### Document
>>>>

[Vm-dev] oops to zero

Keith Hodges keith_hodges at yahoo.co.uk
Fri Oct 5 03:05:52 UTC 2007


John M McIntosh wrote:
>
> (a) The OLPC actually uses a compressed file system already, because 
> of that Published Sophie Books for the OLPC use a zipped file with no 
> compression. The zipped file will live in the journal at some point.
>
> (b) Does setting oops values back to start of zero actually make it 
> more compressable, versus say a start value of 0x00004000? 
We are not actually setting the oops back to zero, but back 
relative-to-zero, They are just numbers, just different numbers. I would 
not imagine that this has any effect upon the compressibility of any 
single image. However diff algorithms working with two or more images 
are more likely to see that much of a saved image is the same as the 
last time it was saved. From the little I know it seems that the OLPC 
file system (as well as mercurial binary storage) is designed with this 
in mind.

<<<<

### Tasks for this exercise
1 - Write out the message word for word, from "John M McIntosh" to "at some point.", inclusive.
2 - Starting at "John M McIntosh wrote:", name each distinct project, product, or program that the message mentions.
The rows after this message come from a separate source.

### Point annotations for photos
>>>>

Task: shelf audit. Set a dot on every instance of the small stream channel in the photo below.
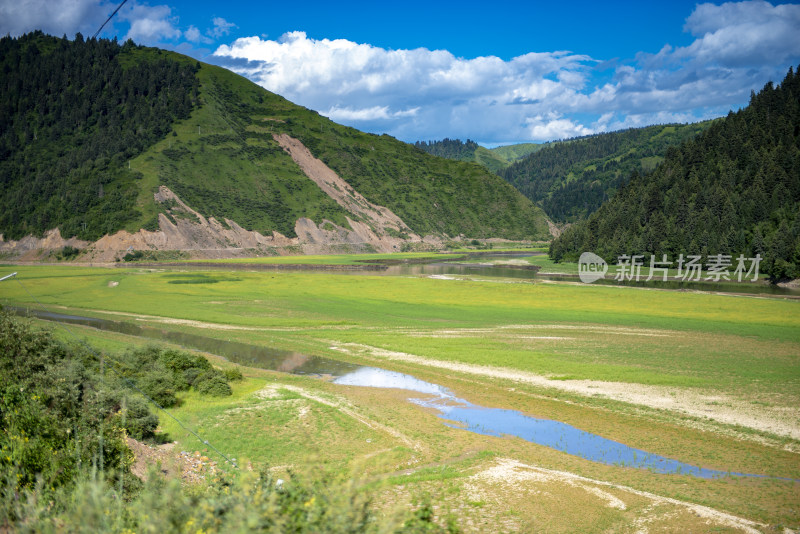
(457, 412)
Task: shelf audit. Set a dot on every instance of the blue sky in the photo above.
(496, 72)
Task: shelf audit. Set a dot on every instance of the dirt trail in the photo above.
(344, 407)
(517, 476)
(717, 407)
(338, 189)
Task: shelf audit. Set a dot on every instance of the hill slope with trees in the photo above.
(91, 129)
(734, 189)
(571, 179)
(494, 159)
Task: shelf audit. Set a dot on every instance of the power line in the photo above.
(109, 18)
(127, 380)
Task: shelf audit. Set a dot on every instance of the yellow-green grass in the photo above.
(339, 259)
(715, 341)
(272, 431)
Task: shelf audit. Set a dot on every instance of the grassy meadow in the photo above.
(710, 380)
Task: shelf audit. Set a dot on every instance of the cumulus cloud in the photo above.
(418, 94)
(57, 17)
(396, 89)
(150, 24)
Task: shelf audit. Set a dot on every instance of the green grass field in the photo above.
(712, 380)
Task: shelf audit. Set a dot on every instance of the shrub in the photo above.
(213, 383)
(138, 421)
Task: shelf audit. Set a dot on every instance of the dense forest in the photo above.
(72, 113)
(571, 179)
(89, 129)
(449, 148)
(734, 189)
(494, 159)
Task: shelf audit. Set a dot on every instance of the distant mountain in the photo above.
(734, 189)
(494, 159)
(91, 134)
(571, 179)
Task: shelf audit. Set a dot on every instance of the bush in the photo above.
(232, 374)
(213, 383)
(190, 375)
(138, 421)
(158, 386)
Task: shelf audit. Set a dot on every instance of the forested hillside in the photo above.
(91, 129)
(734, 189)
(571, 179)
(72, 113)
(495, 159)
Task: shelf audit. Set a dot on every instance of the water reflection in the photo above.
(499, 422)
(458, 412)
(241, 353)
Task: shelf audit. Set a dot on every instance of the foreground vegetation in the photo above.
(707, 379)
(735, 189)
(90, 130)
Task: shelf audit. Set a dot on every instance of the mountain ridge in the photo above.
(222, 157)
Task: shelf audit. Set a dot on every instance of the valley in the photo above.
(709, 380)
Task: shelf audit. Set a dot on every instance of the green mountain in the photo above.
(571, 179)
(494, 159)
(734, 189)
(92, 132)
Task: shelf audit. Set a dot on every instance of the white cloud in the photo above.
(150, 24)
(57, 17)
(408, 93)
(743, 34)
(193, 34)
(221, 27)
(538, 96)
(367, 114)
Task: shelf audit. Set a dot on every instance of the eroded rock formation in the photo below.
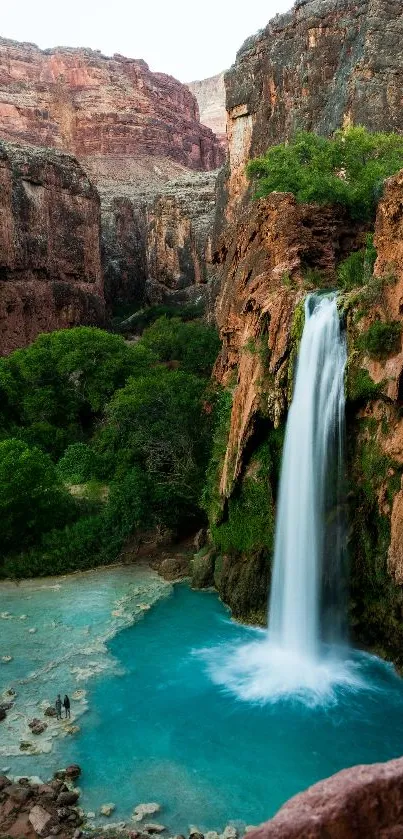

<<<<

### Answers per task
1 -
John M McIntosh wrote:
>
> (a) The OLPC actually uses a compressed file system already, because 
> of that Published Sophie Books for the OLPC use a zipped file with no 
> compression. The zipped file will live in the journal at some point.

2 -
OLPC
Sophie Books
mercurial